--- Begin ---

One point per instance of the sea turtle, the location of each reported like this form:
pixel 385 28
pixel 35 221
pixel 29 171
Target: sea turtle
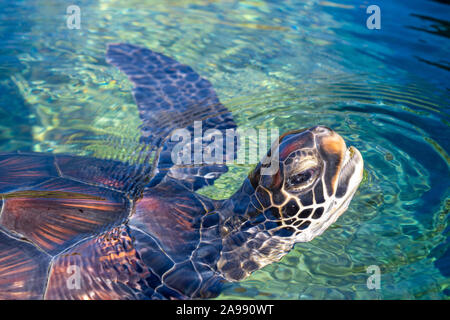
pixel 76 227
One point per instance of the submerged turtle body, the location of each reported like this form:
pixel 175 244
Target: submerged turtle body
pixel 85 228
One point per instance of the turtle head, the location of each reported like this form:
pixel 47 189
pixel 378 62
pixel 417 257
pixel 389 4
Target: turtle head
pixel 316 179
pixel 312 184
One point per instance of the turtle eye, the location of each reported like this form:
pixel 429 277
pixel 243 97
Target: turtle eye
pixel 303 178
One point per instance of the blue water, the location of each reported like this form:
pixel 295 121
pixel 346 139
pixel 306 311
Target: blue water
pixel 290 65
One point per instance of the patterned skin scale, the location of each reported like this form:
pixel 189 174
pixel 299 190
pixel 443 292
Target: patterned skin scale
pixel 83 228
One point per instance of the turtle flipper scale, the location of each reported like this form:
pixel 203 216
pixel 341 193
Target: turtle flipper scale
pixel 126 263
pixel 53 211
pixel 171 96
pixel 23 269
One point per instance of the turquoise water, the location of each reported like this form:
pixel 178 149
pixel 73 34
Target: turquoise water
pixel 290 65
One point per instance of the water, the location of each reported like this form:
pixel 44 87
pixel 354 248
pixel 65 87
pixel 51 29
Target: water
pixel 288 65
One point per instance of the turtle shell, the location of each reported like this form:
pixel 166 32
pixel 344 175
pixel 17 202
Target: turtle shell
pixel 66 233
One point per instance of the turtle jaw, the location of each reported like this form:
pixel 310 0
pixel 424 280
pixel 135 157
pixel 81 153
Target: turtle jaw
pixel 350 177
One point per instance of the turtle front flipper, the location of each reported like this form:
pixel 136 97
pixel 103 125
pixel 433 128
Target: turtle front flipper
pixel 23 269
pixel 126 263
pixel 172 96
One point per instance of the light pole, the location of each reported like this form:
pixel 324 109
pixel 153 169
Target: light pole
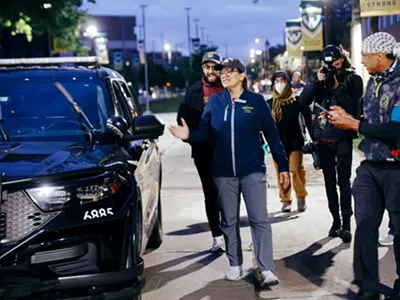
pixel 326 13
pixel 188 25
pixel 197 28
pixel 146 71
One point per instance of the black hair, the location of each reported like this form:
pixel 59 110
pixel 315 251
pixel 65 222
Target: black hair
pixel 391 56
pixel 283 74
pixel 245 83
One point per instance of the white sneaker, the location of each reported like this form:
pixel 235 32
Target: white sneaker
pixel 218 244
pixel 268 278
pixel 234 273
pixel 386 240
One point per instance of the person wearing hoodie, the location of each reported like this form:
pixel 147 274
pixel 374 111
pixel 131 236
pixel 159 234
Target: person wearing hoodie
pixel 335 84
pixel 376 186
pixel 288 113
pixel 234 119
pixel 191 110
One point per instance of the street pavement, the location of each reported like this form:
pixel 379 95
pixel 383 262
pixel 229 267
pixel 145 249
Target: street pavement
pixel 309 264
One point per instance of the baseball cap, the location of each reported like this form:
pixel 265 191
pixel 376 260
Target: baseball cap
pixel 381 42
pixel 331 53
pixel 212 56
pixel 280 73
pixel 233 63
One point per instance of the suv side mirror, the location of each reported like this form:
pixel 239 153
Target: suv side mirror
pixel 146 127
pixel 118 125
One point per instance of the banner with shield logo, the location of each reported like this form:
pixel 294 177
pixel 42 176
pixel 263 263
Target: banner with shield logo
pixel 293 38
pixel 311 25
pixel 376 8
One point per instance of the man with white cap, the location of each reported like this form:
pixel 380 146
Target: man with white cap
pixel 377 185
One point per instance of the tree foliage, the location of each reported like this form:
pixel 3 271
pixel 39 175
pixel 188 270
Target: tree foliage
pixel 339 23
pixel 59 18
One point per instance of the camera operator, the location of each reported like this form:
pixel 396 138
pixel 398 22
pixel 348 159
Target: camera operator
pixel 334 84
pixel 376 186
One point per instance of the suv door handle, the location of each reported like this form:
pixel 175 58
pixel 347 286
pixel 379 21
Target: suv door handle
pixel 145 145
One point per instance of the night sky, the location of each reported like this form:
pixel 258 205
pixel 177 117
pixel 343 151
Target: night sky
pixel 236 23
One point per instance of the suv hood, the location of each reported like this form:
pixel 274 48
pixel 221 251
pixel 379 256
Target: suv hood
pixel 30 159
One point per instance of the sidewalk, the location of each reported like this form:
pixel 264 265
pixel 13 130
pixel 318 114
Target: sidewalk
pixel 309 265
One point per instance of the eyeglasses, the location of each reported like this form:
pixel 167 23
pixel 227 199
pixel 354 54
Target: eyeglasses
pixel 227 72
pixel 280 80
pixel 208 67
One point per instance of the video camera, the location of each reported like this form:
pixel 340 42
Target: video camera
pixel 330 54
pixel 312 148
pixel 329 70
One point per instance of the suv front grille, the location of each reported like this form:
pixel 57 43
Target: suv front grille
pixel 19 217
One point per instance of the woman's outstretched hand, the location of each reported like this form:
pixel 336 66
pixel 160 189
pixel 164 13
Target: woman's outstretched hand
pixel 180 132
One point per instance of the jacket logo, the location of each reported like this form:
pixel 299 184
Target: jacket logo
pixel 247 109
pixel 384 101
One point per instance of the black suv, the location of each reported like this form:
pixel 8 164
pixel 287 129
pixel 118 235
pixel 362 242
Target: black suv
pixel 80 181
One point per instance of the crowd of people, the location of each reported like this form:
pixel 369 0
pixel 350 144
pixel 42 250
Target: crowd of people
pixel 228 127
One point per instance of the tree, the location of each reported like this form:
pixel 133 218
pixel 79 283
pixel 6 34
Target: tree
pixel 57 18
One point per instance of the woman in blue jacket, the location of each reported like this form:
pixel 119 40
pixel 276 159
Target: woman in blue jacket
pixel 233 119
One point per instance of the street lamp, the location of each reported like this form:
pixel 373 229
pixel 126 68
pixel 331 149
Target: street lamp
pixel 146 77
pixel 188 28
pixel 167 47
pixel 91 31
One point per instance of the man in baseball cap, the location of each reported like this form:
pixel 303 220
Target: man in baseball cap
pixel 212 57
pixel 191 110
pixel 376 186
pixel 233 63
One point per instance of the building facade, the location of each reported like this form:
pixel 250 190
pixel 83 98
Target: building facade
pixel 389 24
pixel 122 40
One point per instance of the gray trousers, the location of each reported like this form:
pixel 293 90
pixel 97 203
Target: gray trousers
pixel 253 188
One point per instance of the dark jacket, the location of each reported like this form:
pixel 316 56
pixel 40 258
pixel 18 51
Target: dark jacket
pixel 290 130
pixel 347 95
pixel 381 125
pixel 234 127
pixel 191 109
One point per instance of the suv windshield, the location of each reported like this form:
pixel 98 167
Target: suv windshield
pixel 35 109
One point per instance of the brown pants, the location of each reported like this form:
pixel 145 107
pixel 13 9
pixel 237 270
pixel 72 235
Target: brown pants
pixel 298 178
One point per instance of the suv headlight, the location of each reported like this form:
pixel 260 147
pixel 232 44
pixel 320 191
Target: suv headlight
pixel 50 198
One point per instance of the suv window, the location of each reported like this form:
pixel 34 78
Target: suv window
pixel 122 106
pixel 35 109
pixel 130 99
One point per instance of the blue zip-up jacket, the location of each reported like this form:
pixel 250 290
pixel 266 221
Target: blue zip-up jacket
pixel 234 128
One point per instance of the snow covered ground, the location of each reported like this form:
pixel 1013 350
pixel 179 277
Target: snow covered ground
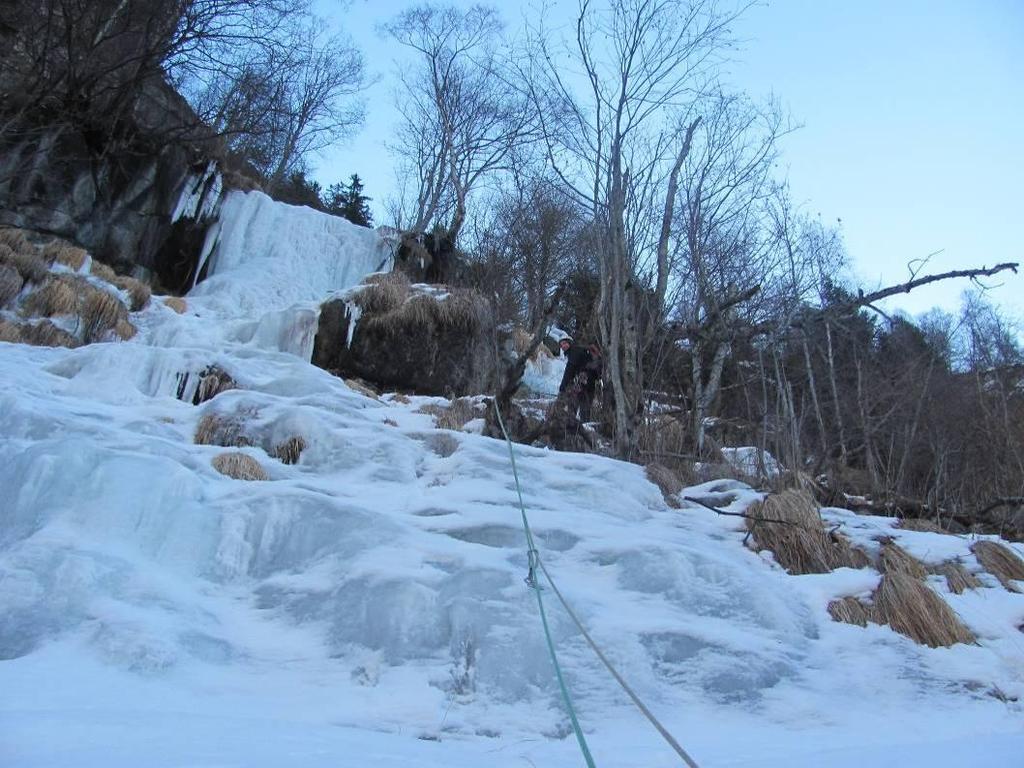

--- End ---

» EXERCISE REQUIREMENTS
Update every entry above by replacing "reported like this form" with "given in this form" and keep everything else the same. Leave out the pictures.

» RESULT FOR THIS EXERCISE
One point per instance of the sea turtle, the location of each given in this form:
pixel 385 28
pixel 35 221
pixel 29 171
Target: sea turtle
pixel 76 227
One point per instance of the submerged turtle body, the location of each given in this form:
pixel 175 244
Target: submerged turtle body
pixel 85 228
One point per instance of the turtle head, the location of each given in this form:
pixel 47 189
pixel 378 62
pixel 417 257
pixel 389 4
Target: turtle head
pixel 316 179
pixel 312 184
One point per instance of the turtle eye, the location of each given in this form:
pixel 429 277
pixel 243 97
Target: turtle eye
pixel 303 178
One point per instance of the blue water, the location of each given in this form:
pixel 295 121
pixel 346 139
pixel 306 311
Target: blue water
pixel 290 65
One point per instance of the patterned skin scale, the location of each given in this form:
pixel 189 174
pixel 299 190
pixel 443 292
Target: patterned skin scale
pixel 83 228
One point per instance of the turtle flipper scale, the location of each given in this form:
pixel 203 216
pixel 341 193
Target: turtle flipper scale
pixel 126 263
pixel 53 211
pixel 171 96
pixel 23 269
One point per instance of the turquoise water, the location of each given in this form:
pixel 178 149
pixel 73 34
Target: turquoise water
pixel 290 65
One point per instance of the water, the location of each given in this form:
pixel 44 87
pixel 354 248
pixel 65 87
pixel 51 29
Target: water
pixel 288 65
One point per instance of the turtle shell, the location of each given in this form:
pixel 166 32
pixel 344 175
pixel 17 202
Target: turtle shell
pixel 66 233
One point per instance of the turtle jaw, the location of each given in this form:
pixel 310 0
pixel 424 280
pixel 135 157
pixel 81 153
Target: turtle jaw
pixel 350 177
One point per instance of the turtle front flipper, the location of each given in this form:
pixel 136 97
pixel 103 125
pixel 433 128
Target: turtle front flipper
pixel 23 269
pixel 126 263
pixel 172 96
One point per instance of the light pole, the location of each given in this form:
pixel 324 109
pixel 153 169
Target: light pole
pixel 326 13
pixel 188 25
pixel 197 28
pixel 146 71
One point per instance of the black hair, the location of each given in this form:
pixel 59 110
pixel 315 251
pixel 65 222
Target: black hair
pixel 391 56
pixel 283 74
pixel 245 83
One point per instance of the white sneaker, the location of each given in this form:
pixel 235 32
Target: white sneaker
pixel 218 244
pixel 268 278
pixel 234 273
pixel 386 240
One point per instance of the person wearing hoodie, the location of each given in this form:
pixel 147 274
pixel 374 111
pixel 131 236
pixel 159 234
Target: person wearing hoodie
pixel 335 84
pixel 376 186
pixel 288 113
pixel 234 119
pixel 191 110
One point per instance of the street pavement, the location of each given in this form:
pixel 379 95
pixel 383 262
pixel 229 267
pixel 145 249
Target: street pavement
pixel 309 264
One point per instance of the baseball cap, the location of each given in this form:
pixel 265 191
pixel 376 260
Target: baseball cap
pixel 381 42
pixel 331 53
pixel 212 56
pixel 280 73
pixel 233 63
One point per instance of the suv side mirror, the location of each given in this form:
pixel 239 153
Target: suv side mirror
pixel 146 127
pixel 118 125
One point per instance of the banner with shield logo, the location of each given in this form:
pixel 294 177
pixel 42 176
pixel 263 263
Target: banner with shield logo
pixel 293 38
pixel 311 25
pixel 376 8
One point per instance of the man with white cap, the location of each given in this form:
pixel 380 146
Target: man with white cap
pixel 377 185
One point per instance of the tree foliage, the location of each given in this form:
pixel 3 271
pixel 39 175
pixel 188 270
Target: tree foliage
pixel 339 23
pixel 59 18
One point per instance of the camera operator, the location of each given in this form:
pixel 396 138
pixel 398 22
pixel 348 159
Target: camera operator
pixel 334 84
pixel 376 186
One point per instance of the suv door handle, the location of each given in this form:
pixel 175 58
pixel 347 286
pixel 379 21
Target: suv door handle
pixel 145 145
One point per instance of the night sky, the location of each given in this form:
pixel 258 205
pixel 177 117
pixel 343 151
Target: night sky
pixel 236 23
One point per instance of the suv hood, the location of each given in this form:
pixel 274 48
pixel 221 251
pixel 379 256
Target: suv hood
pixel 30 159
One point per instance of the sidewalk, the location of each given in this form:
pixel 264 265
pixel 13 130
pixel 318 114
Target: sidewalk
pixel 309 265
One point per instance of the eyeglasses, the location of each given in this form:
pixel 167 23
pixel 227 199
pixel 354 54
Target: eyeglasses
pixel 227 72
pixel 280 80
pixel 208 67
One point per instance of the video camera, the location of each given in this form:
pixel 340 42
Target: video camera
pixel 330 54
pixel 312 148
pixel 329 70
One point per instance of the suv front grille, the location of each given in this form:
pixel 57 43
Target: suv front grille
pixel 19 217
One point per instance of the woman's outstretched hand, the location of each given in this form:
pixel 336 66
pixel 160 189
pixel 164 13
Target: woman's outstretched hand
pixel 180 132
One point per instance of the jacket logo, the location of each given in this form:
pixel 299 184
Target: jacket logo
pixel 247 109
pixel 384 101
One point per instance of the black suv, the location of each given in this form:
pixel 8 164
pixel 287 129
pixel 118 235
pixel 362 242
Target: black suv
pixel 80 181
One point per instance of the crowd of people, the location of each given in this form:
pixel 369 0
pixel 350 144
pixel 42 250
Target: crowd of people
pixel 228 127
One point per instance of the tree, the location of each given in this form:
pixel 133 218
pixel 79 283
pixel 6 34
Target: tree
pixel 57 18
One point per instance of the woman in blue jacket, the location of each given in this form:
pixel 119 40
pixel 276 159
Target: woman in blue jacket
pixel 233 119
One point per instance of the street lamp, the location of each given in this form:
pixel 373 229
pixel 126 68
pixel 331 149
Target: street lamp
pixel 146 77
pixel 188 28
pixel 167 47
pixel 91 31
One point per instance of the man in baseball cap, the location of each given in this form:
pixel 303 220
Target: man in baseball cap
pixel 212 57
pixel 191 110
pixel 376 186
pixel 233 63
One point per instance of the building facade, the location of each given in this form:
pixel 250 190
pixel 83 98
Target: building facade
pixel 389 24
pixel 122 40
One point per instance of the gray trousers, the location of each given in this form:
pixel 293 90
pixel 97 203
Target: gray trousers
pixel 253 188
One point per instance of the dark jacket, the location of each given in this form:
pixel 316 56
pixel 40 258
pixel 18 51
Target: dark jacket
pixel 290 130
pixel 347 95
pixel 381 125
pixel 234 127
pixel 191 109
One point per instance of the suv windshield, the location of each given in this form:
pixel 98 167
Target: suv windshield
pixel 35 109
One point per instance of the brown pants, the location of each given in this form:
pixel 145 107
pixel 13 9
pixel 237 270
pixel 72 235
Target: brown pants
pixel 298 178
One point per instance of the suv headlight, the location of each given in this form:
pixel 260 147
pixel 232 44
pixel 320 191
Target: suv headlight
pixel 50 198
One point per instance of the suv window, the location of each given in this form:
pixel 34 78
Target: suv window
pixel 122 106
pixel 35 109
pixel 130 99
One point per instance of the blue zip-up jacket, the location of each given in this form:
pixel 250 290
pixel 266 221
Target: blue zip-up jacket
pixel 234 128
One point per instance of the snow covered ground, the location of each given in this form:
pixel 1013 350
pixel 179 277
Target: snow covered ground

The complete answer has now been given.